EXTRAIT DE PAGE »
■ ■ ■ ■

La récente condamnation du grand magasin parisien La Samaritaine, propriété de LVMH, par la CNIL à une amende de 100 000 euros est un signal d’alarme pour toutes les entreprises. Plus qu’une simple sanction financière, cette affaire illustre de manière concrète les risques juridiques et les violations du droit de la protection des données liés à une mauvaise gestion de la vidéosurveillance sur le lieu de travail.
En tant qu’avocat spécialisé, cette affaire met en lumière une série de manquements graves aux principes du Règlement Général sur la Protection des Données (RGPD) et aux règles établies par la Commission Nationale de l’Informatique et des Libertés (CNIL). Analysons les points de friction et les règles à respecter.
1. Le principe de transparence et de visibilité : une obligation légale
Le premier manquement de La Samaritaine, et le plus flagrant, est la dissimulation des caméras sous l’apparence de détecteurs de fumée. Ce procédé contrevient de manière directe à l’un des principes fondamentaux du RGPD : le principe de transparence (Art. 5, § 1, a) et Art. 12 du RGPD).

■ ■ ■ ■

DONNÉES D'EXERCICE »
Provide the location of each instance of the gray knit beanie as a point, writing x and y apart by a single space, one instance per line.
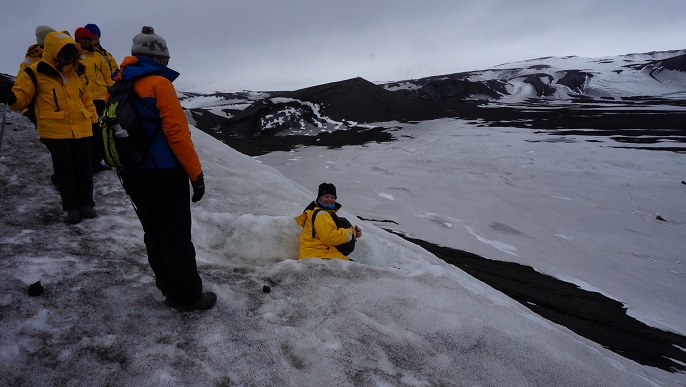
41 31
148 44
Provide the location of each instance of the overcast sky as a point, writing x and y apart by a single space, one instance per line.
286 45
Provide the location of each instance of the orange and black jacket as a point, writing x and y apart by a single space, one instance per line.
161 115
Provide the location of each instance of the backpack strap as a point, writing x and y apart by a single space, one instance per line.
314 215
31 109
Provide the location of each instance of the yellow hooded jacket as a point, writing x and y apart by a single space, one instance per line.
64 107
327 235
98 74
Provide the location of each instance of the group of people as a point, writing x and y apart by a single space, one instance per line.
64 82
62 87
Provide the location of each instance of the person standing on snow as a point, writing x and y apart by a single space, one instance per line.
33 54
99 78
65 119
158 185
95 30
320 237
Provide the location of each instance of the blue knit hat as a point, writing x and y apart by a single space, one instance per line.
93 29
326 188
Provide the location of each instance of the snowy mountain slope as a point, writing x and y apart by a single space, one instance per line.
398 316
523 91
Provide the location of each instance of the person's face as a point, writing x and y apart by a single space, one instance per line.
327 199
84 43
65 60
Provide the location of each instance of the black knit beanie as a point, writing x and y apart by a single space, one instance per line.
326 188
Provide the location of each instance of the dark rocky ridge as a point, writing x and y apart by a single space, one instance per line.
344 105
589 314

■ ■ ■ ■

EXERCICES »
1. D'après l'extrait, sous quelle apparence La Samaritaine cachait-elle ses caméras ?
2. Relevez dans les enregistrements toutes les lignes qui contiennent le mot « jacket ». Tenez compte des majuscules et des minuscules.

CORRIGÉS DÉTAILLÉS »
1. Sous l'apparence de détecteurs de fumée.

2.
Provide the location of each instance of the orange and black jacket as a point, writing x and y apart by a single space, one instance per line.
Provide the location of each instance of the yellow hooded jacket as a point, writing x and y apart by a single space, one instance per line.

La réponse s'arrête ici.